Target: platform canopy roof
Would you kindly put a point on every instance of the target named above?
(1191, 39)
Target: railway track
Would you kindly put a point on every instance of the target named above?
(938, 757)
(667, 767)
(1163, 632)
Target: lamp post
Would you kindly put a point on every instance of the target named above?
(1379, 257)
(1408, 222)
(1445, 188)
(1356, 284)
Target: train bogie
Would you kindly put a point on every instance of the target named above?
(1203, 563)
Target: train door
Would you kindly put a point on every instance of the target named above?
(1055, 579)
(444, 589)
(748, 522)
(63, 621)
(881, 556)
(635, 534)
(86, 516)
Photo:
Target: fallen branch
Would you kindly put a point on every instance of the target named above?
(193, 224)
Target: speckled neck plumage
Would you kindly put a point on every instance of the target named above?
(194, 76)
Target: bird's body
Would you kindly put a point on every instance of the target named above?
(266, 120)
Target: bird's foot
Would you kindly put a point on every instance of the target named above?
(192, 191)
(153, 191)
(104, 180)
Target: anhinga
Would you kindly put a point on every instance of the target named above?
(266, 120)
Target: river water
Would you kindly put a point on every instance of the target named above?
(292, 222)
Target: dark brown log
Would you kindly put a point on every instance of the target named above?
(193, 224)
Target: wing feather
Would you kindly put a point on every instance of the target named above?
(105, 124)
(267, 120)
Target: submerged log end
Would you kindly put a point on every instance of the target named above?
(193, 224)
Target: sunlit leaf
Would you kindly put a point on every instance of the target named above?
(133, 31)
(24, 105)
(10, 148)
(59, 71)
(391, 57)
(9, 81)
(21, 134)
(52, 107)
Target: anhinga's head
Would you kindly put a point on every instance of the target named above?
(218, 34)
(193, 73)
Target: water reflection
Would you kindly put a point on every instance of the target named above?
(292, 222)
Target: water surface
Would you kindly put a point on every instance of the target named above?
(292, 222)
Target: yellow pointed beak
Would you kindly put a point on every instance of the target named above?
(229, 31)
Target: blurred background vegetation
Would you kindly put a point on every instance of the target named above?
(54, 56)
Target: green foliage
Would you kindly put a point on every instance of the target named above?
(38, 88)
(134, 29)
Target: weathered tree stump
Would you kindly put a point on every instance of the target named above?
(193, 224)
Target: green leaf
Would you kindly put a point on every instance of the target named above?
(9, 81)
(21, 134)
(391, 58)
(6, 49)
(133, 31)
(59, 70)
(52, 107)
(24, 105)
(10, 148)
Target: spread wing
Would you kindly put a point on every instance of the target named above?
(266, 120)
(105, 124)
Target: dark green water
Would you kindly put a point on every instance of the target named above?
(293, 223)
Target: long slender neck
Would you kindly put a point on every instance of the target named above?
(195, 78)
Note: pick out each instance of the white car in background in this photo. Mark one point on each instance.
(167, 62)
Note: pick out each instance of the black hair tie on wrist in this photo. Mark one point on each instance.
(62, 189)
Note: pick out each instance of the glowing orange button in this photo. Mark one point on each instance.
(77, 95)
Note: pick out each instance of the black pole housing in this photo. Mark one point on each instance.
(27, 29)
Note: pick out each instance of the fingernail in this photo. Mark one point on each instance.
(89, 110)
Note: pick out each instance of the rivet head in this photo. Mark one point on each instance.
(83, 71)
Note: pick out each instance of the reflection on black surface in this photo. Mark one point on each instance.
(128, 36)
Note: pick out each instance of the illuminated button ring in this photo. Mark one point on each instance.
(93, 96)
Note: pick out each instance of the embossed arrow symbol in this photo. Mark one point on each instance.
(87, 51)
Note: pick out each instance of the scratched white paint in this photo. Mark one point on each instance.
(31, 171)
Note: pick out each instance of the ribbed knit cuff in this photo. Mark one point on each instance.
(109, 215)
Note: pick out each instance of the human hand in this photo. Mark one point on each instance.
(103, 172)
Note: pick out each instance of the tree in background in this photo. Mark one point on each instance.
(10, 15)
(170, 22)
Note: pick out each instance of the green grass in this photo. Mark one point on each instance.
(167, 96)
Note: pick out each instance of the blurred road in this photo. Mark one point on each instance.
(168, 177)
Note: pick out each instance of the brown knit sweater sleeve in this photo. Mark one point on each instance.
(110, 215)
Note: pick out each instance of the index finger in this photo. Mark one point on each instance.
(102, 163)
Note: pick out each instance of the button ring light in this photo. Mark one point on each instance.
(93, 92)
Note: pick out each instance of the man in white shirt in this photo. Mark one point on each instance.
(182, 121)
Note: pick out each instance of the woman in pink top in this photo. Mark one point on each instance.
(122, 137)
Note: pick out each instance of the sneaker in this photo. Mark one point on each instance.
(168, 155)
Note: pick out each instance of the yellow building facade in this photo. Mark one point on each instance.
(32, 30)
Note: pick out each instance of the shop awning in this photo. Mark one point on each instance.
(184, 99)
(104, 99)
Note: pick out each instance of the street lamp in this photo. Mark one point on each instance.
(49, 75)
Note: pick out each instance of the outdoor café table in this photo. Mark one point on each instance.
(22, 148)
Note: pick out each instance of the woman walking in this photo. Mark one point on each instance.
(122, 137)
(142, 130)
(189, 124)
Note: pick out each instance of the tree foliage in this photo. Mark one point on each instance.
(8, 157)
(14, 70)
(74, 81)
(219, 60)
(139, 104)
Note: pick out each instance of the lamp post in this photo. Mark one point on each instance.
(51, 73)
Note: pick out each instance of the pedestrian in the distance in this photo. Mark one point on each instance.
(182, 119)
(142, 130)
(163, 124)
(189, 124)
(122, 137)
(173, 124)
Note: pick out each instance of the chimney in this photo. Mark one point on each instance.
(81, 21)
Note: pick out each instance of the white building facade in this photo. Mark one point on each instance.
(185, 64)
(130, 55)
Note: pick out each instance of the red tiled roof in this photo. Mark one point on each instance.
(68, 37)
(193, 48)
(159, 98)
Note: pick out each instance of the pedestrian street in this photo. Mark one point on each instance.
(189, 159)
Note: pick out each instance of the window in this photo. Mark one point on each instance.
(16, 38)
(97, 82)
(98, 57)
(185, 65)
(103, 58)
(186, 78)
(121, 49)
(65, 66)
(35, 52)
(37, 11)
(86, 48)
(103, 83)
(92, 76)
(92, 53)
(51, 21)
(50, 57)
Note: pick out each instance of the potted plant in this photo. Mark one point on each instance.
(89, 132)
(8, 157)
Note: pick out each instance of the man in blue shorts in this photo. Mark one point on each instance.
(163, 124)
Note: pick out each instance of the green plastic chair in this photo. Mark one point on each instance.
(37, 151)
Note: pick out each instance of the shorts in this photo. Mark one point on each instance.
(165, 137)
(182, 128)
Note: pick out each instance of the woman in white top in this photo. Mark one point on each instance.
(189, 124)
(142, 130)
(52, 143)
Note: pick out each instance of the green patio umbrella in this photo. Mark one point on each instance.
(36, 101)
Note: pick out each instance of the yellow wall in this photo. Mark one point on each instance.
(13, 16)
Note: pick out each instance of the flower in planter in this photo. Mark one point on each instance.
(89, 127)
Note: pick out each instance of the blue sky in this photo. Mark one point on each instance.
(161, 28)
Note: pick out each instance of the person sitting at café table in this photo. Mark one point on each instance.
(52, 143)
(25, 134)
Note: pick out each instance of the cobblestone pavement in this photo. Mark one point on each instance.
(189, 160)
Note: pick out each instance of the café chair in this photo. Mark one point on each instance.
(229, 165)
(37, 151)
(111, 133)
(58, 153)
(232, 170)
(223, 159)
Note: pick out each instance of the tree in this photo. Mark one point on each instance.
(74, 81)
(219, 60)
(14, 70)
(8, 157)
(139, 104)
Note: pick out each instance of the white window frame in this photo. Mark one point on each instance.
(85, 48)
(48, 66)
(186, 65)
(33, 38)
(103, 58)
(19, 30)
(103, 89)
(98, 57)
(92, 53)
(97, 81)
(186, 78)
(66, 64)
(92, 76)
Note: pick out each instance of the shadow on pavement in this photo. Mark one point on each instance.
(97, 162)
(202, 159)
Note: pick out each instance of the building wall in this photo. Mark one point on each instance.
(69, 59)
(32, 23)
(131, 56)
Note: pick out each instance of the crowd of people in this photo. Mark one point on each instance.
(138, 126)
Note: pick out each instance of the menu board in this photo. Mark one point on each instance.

- [What this task involves]
Reprint the data above from the opening line to the line holding "Target: train door", inclusive, and nothing else.

- [Task solution]
Target: platform canopy roof
Would you kindly put a point on every instance of the target named above?
(1191, 39)
Target: railway track
Would you kindly put a point on every instance of the target named above?
(938, 757)
(667, 767)
(1163, 632)
Target: lamp post
Would you kindly put a point on every instance of the target named above?
(1379, 257)
(1408, 222)
(1445, 188)
(1356, 284)
Target: train bogie
Would you kindly put a point on every instance of the target named above?
(1203, 563)
Target: train door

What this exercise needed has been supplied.